Before you come at me and tell me I'm wrong (which I probably am), at least let me explain the questions in order to get an answer to the actual math as to WHY I am wrong. Thanks! :-)
So at my local casino, you can bet between $10 and $1,000 on black jack. And conversely $100 and $10,000 in the high limit room. The basic premise of the martingale is that you keep doubling your bet to get back to your starting point, and you will never lose! (or at least break even). The problem of course occurs when you lose enough hands in a row that you reach your table limit, and therefore are out of luck. For example, on a $10 to $1000 spread you can bet $10, $20, $30, $60, $120, $240, $480, and $960 before you reach the table limit. That would be seven hands in a row which you lose, to where you would be out of luck, and lose your entire stack.

* * * * *

◆ **Goal 1**: In the blackjack martingale post, what is the betting range in the high limit room?
◆ **Goal 2**: Extend the blackjack martingale post from its last sentence.

◆ **Supplied material**:
* * * * *

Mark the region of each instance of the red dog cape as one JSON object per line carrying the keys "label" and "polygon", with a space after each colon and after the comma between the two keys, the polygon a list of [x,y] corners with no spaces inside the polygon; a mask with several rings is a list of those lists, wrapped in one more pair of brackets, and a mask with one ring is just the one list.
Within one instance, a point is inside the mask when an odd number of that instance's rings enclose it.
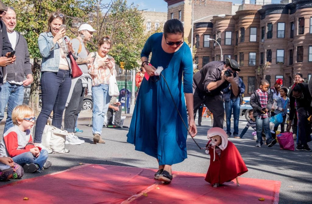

* * * * *

◆ **Exercise answer 1**: $100 to $10,000.

◆ **Exercise answer 2**:
Now, before I looked into it, it didn't seem like losing seven hands in a row happened very often. Well, I did the math, which was .59378 (percentage chance of losing with basic strategy) raised to the 7th power, which came out to 0.01545, or about 1.545 %, or 1 in every 64.72 hands. Not as rare as you would think, right?
So, based on that number, you would lose your $960 bet every 65 hands on average. If you played that exact number of hands on average, only taking 1 to 1 from your wins, you would expect to win .40622 times 65 hands, or about 27 hands. At $10 each win, you would win $270 on average, and lose $960 per 65 hands. Obviously, that's a losing proposition every single time.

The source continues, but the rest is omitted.